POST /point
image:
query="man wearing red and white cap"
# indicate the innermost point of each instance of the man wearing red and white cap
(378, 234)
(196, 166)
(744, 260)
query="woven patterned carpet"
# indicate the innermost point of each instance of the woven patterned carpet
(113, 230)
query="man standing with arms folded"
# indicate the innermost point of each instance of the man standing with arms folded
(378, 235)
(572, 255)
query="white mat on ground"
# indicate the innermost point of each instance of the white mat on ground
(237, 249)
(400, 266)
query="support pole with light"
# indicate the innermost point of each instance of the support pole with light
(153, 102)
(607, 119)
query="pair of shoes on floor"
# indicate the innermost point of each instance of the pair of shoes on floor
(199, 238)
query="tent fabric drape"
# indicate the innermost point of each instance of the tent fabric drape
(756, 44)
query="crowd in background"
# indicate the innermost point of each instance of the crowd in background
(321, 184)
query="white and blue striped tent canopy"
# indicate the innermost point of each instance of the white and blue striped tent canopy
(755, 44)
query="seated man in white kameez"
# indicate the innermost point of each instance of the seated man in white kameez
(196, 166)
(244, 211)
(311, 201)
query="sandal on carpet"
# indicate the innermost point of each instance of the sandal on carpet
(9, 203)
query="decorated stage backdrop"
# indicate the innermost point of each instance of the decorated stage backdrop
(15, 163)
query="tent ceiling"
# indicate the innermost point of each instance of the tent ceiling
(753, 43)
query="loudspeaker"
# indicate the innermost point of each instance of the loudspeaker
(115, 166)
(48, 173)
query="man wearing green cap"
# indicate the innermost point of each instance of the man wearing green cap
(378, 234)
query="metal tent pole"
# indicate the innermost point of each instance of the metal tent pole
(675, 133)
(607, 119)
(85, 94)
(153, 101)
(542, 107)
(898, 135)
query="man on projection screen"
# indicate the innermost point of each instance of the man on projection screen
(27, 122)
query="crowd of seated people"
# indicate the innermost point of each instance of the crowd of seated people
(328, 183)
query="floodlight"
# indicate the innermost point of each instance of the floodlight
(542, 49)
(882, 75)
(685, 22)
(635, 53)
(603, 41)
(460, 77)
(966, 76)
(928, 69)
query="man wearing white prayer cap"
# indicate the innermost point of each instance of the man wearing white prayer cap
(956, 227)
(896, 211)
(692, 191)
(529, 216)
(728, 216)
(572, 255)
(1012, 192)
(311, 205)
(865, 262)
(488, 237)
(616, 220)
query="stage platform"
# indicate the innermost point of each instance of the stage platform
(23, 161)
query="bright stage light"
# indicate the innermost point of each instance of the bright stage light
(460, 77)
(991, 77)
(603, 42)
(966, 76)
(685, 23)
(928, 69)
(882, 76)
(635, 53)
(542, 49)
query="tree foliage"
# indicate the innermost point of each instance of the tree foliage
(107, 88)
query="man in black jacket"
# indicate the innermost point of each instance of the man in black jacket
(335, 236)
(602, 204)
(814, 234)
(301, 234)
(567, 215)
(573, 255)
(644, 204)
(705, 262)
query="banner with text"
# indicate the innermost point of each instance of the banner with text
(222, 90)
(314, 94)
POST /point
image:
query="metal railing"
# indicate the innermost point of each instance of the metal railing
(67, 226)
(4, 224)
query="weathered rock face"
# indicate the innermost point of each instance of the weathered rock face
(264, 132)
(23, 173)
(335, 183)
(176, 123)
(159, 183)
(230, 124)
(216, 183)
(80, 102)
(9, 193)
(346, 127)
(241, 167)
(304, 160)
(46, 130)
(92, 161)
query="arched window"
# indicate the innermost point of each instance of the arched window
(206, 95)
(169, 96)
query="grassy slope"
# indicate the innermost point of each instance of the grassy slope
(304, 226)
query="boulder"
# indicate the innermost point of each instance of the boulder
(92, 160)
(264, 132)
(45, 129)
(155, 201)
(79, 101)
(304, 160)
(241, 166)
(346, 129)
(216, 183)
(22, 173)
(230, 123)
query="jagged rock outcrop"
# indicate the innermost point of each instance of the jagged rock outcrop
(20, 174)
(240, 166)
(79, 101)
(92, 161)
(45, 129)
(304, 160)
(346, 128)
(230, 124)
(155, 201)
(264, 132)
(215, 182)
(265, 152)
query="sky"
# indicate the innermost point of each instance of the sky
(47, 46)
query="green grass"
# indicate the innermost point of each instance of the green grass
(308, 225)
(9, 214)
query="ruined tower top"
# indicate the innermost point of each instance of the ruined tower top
____
◆ Exercise goal ◆
Take the lines above and retype all of them exactly.

◆ Finished exercise ◆
POST /point
image:
query="man wearing red and white cap"
# indicate the innermost point of each instance of the man wearing red and white cap
(378, 234)
(196, 166)
(744, 260)
query="woven patterned carpet"
# indicate the innermost point of each instance of the woven patterned carpet
(113, 230)
query="man standing with arms folded"
# indicate the innermost point of each instance of the man standing with arms folded
(378, 235)
(572, 255)
query="white mat on ground"
# indicate the innermost point of each instance of the white mat on ground
(237, 249)
(400, 266)
query="support pole with light"
# indicate the innermost point of each instance of the support pole with light
(153, 102)
(607, 119)
query="pair of shoes on floor"
# indicate the innermost point of each instance of the pair of shoes on floor
(199, 238)
query="tent fabric drape"
# indicate the innermost point of each instance of the tent fabric drape
(756, 44)
query="crowd in background"
# indicate the innermost point of each instance of the crowd in background
(321, 184)
query="white and blue striped tent canopy"
# indicate the innermost point of each instance of the white and blue striped tent canopy
(755, 44)
query="seated man in white kameez"
# indicate the innermost point of each instance of the seated man in white kameez
(196, 166)
(244, 211)
(311, 201)
query="sandal on carpet"
# indicate the innermost point of each instance of the sandal on carpet
(9, 203)
query="decorated stage backdrop"
# indicate the innermost point of each instance of the decorated stage backdrop
(15, 163)
query="tent ceiling"
# indicate the innermost point of each instance of the tent ceiling
(753, 43)
query="loudspeaker"
# indicate the innermost point of each instance of the loudspeaker
(115, 166)
(48, 173)
query="man wearing green cap"
# indicate the innermost point of each instance of the man wearing green cap
(378, 234)
query="metal tent pole"
# indicate the innermost point of each instance of the metal tent pole
(675, 133)
(607, 119)
(85, 94)
(153, 101)
(542, 107)
(898, 135)
query="man on projection screen"
# indicate the innermost point of each instance of the man on projection screen
(27, 122)
query="crowd of seated people"
# indicate the innermost point of each instance of the crowd of seated people
(328, 183)
query="floodlight"
# indicate the innermost point of each instance of the floodlight
(542, 49)
(882, 75)
(685, 22)
(635, 53)
(603, 41)
(460, 77)
(966, 76)
(928, 69)
query="man wearing white prayer cap"
# indicate the innermost point of each instance of the man wearing white prayer cap
(956, 227)
(896, 211)
(692, 191)
(529, 216)
(728, 216)
(572, 255)
(1012, 192)
(311, 205)
(865, 262)
(488, 237)
(616, 220)
query="stage platform"
# indicate the innermost point of each instance of the stage platform
(23, 161)
query="bright stage light"
# indicate the innermost point of each instance of the bright stage light
(460, 77)
(991, 77)
(603, 42)
(966, 76)
(685, 23)
(928, 69)
(882, 76)
(635, 53)
(542, 49)
query="tree foliage"
# indicate the innermost point of each instance of the tree foliage
(107, 88)
query="man in black jacket"
# indicate the innermost point of each instance of the man in black jacket
(335, 236)
(602, 204)
(814, 234)
(301, 234)
(567, 215)
(573, 255)
(644, 204)
(705, 262)
query="banner with text"
# indicate the innermost point of each instance of the banner with text
(222, 90)
(314, 94)
POST /point
image:
query="metal railing"
# indicate the innermost point of each instance of the metal railing
(67, 226)
(4, 224)
query="weathered rock face"
# indicate the innermost point of each instance of the weathered rock face
(264, 132)
(23, 173)
(335, 183)
(176, 123)
(159, 183)
(230, 124)
(216, 183)
(80, 102)
(9, 193)
(346, 127)
(241, 167)
(304, 160)
(46, 130)
(92, 161)
query="arched window"
# indicate the innermost point of each instance of the arched window
(206, 95)
(169, 96)
query="grassy slope"
# indicate the innermost point of each instance of the grassy slope
(304, 226)
query="boulder"
# indicate the innermost point of each instance of the boulder
(92, 160)
(264, 132)
(45, 129)
(155, 201)
(79, 101)
(304, 160)
(241, 166)
(346, 129)
(216, 183)
(22, 173)
(230, 123)
query="jagged rock outcrop"
# indicate the innermost point of each instance of the jagged rock outcrop
(20, 174)
(240, 166)
(79, 101)
(92, 161)
(45, 129)
(304, 160)
(346, 128)
(230, 124)
(155, 201)
(264, 132)
(215, 182)
(265, 152)
query="sky"
# indicate the innermost point of each instance of the sky
(47, 46)
query="green grass"
# indicate the innermost point of each instance of the green grass
(308, 225)
(9, 214)
query="ruined tower top"
# indicate the innermost point of each instance of the ruined tower top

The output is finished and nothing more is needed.